◆ **Document passage**:

EMPLOYMENT APPEAL TRIBUNAL
58 VICTORIA EMBANKMENT, LONDON EC4Y 0DS
             At the Tribunal
             On 21 November 2000

Before

MR RECORDER BURKE QC

MR I EZEKIEL

MR G H WRIGHT MBE



EAT/575/00
MR G O GREY

APPELLANT

LONDON BOROUGH OF SOUTHWARK & OTHERS RESPONDENT



EAT/576/00
MS W L DANIEL

APPELLANT

LONDON BOROUGH OF SOUTHWARK & OTHERS RESPONDENT


Transcript of Proceedings

JUDGMENT

PRELIMINARY HEARING

© Copyright 2000


    APPEARANCES

     

    For the Appellants:

    EAT/575/00
    MR G O GREY


    EAT/576/00
    MS W L DANIEL
    MR P DOUGHTY
    (of Counsel)
    Appearing under the
    Employment Law Appeal
    Advice Scheme
       


     

    MR RECORDER BURKE QC: Ms Daniel and Mr Grey were employed by the London Borough of Southwark respectively as Principal Technical Officer and Principal Planning Officer. In August 1997 they were dismissed on the grounds of redundancy.

  1. Mr Grey brought proceedings in the Employment Tribunal against the London Borough of Southwark and a number of its employees as named Respondents for unfair dismissal, for racial discrimination in relation to the dismissal, for victimisation and on the basis that he had been dismissed and had action taken against him for Trade Union reasons.
  2. Ms Daniel, who unlike Mr Grey was not a Union Official, brought similar claims, save that there was no claim in her case based on Trade Union reasons.

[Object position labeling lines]
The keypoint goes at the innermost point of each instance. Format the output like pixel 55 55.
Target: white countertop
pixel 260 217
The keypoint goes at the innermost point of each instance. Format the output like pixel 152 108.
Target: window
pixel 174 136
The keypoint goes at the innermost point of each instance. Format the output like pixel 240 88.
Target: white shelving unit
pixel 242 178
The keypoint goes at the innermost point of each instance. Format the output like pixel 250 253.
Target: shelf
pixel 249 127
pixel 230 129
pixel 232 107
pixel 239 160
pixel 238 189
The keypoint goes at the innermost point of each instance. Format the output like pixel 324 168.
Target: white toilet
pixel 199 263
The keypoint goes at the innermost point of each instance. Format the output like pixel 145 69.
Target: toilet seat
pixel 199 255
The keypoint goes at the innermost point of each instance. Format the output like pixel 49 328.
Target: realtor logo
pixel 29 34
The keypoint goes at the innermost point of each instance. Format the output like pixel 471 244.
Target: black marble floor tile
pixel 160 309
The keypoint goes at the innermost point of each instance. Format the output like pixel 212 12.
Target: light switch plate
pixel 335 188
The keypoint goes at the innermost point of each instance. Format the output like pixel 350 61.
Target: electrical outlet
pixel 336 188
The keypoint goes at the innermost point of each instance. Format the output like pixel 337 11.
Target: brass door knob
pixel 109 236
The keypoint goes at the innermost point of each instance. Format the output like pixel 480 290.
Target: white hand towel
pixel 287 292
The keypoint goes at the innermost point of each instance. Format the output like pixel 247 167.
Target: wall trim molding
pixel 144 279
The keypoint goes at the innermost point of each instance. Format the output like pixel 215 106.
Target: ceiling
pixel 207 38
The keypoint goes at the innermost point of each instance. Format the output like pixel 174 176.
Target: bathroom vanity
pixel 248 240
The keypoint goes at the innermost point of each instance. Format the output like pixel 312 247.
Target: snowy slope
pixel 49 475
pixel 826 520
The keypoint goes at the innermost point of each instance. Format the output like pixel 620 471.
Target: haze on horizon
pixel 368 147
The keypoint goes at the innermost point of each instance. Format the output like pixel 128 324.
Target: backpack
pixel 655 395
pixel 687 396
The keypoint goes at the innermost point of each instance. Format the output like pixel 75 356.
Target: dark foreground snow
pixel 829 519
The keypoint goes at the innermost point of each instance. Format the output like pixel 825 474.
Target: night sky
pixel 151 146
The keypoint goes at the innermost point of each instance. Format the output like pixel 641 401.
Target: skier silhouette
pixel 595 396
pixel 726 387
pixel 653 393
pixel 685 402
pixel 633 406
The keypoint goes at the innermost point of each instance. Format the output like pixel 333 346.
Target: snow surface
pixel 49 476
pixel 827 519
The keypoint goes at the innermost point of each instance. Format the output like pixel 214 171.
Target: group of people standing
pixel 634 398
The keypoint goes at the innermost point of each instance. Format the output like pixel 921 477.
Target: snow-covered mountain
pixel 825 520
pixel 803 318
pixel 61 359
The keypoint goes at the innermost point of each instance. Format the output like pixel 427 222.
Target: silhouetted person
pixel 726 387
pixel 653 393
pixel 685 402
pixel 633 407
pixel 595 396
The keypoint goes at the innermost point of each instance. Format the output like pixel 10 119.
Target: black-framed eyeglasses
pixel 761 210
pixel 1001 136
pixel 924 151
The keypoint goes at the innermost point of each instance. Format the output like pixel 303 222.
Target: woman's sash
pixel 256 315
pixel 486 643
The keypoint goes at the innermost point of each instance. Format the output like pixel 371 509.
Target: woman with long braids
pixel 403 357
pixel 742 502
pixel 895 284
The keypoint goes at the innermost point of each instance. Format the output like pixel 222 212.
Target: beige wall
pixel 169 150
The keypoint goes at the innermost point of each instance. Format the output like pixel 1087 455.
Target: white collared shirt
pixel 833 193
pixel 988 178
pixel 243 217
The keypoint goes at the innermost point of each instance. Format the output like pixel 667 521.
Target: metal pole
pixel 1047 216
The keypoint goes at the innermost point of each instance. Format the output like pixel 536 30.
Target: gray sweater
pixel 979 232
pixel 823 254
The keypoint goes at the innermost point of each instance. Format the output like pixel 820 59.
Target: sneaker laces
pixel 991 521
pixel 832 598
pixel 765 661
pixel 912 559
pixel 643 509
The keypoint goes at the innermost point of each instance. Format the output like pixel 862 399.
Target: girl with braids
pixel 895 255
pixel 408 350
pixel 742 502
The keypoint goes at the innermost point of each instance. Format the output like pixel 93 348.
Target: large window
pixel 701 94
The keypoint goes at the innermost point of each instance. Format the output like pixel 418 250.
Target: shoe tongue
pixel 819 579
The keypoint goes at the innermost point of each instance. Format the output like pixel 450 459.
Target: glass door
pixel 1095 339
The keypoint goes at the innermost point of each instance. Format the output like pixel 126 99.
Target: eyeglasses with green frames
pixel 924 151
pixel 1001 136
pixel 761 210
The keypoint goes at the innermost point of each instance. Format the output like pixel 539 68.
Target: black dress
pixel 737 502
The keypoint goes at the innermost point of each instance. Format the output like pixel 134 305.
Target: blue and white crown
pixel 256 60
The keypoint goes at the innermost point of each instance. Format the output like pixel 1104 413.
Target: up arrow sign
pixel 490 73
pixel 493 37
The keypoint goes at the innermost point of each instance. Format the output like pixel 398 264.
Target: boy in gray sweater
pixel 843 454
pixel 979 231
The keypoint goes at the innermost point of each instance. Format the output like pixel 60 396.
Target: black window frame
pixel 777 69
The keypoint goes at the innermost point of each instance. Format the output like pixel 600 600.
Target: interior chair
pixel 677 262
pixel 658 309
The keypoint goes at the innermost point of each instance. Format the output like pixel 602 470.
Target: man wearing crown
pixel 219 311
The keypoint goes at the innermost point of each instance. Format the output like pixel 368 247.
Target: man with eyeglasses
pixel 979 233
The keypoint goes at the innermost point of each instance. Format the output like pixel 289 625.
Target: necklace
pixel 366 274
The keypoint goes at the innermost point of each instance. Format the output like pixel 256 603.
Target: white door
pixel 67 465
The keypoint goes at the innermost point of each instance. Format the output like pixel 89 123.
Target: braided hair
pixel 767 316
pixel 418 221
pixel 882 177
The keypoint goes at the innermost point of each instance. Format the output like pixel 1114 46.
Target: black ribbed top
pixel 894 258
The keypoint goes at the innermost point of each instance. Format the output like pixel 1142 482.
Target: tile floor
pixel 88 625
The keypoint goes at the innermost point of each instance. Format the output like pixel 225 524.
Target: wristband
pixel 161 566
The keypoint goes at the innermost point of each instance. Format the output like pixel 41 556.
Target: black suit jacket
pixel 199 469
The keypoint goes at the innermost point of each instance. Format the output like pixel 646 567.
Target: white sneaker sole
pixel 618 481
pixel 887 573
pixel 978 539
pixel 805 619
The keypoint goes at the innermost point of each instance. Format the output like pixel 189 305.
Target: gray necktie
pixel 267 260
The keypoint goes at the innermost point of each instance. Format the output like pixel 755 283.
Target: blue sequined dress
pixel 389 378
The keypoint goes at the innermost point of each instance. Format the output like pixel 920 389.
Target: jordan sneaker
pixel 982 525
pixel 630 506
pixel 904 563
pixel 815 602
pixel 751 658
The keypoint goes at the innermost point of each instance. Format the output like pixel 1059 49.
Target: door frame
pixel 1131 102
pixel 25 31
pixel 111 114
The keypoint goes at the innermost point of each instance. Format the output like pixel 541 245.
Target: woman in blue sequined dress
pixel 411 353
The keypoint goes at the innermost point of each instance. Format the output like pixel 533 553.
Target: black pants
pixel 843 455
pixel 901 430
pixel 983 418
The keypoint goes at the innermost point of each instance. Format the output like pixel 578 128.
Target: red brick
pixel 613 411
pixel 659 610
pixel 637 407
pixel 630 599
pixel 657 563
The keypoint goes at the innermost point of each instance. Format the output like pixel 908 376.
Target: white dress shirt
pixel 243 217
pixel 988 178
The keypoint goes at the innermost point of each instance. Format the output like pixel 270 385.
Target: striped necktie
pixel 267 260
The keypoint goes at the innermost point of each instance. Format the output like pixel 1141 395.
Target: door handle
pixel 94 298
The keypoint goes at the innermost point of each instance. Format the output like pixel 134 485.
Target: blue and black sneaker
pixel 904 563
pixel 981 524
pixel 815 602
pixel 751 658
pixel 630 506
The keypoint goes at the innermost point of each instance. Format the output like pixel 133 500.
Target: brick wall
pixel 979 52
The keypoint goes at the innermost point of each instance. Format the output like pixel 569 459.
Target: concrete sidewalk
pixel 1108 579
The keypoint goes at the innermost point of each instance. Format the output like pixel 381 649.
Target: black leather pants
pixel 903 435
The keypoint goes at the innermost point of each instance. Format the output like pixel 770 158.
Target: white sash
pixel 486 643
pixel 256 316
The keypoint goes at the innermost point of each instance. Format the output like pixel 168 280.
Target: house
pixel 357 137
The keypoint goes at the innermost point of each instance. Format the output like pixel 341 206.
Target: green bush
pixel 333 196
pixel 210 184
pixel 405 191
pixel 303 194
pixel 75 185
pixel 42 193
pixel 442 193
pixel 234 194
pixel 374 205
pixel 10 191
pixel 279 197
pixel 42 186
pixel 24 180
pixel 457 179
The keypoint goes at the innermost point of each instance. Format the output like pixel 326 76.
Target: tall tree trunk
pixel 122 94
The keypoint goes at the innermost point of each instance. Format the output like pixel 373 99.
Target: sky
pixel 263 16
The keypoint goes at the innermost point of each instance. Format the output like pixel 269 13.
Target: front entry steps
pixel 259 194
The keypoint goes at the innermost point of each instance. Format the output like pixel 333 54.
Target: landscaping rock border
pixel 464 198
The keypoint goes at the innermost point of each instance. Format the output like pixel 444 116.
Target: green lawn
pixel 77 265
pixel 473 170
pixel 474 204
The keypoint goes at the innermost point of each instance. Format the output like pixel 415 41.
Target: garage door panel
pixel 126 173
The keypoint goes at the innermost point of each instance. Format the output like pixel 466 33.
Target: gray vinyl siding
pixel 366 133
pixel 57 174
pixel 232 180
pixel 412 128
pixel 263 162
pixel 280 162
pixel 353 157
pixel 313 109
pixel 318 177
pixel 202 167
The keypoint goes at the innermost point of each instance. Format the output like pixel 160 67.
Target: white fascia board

◆ **What you have to do**: Using the tribunal judgment above, list every claim that Mr Grey brought in the Employment Tribunal against the London Borough of Southwark and the named employees.

◆ **Written solution**:
- Unfair dismissal
- Racial discrimination in relation to the dismissal
- Victimisation
- That he had been dismissed and had action taken against him for Trade Union reasons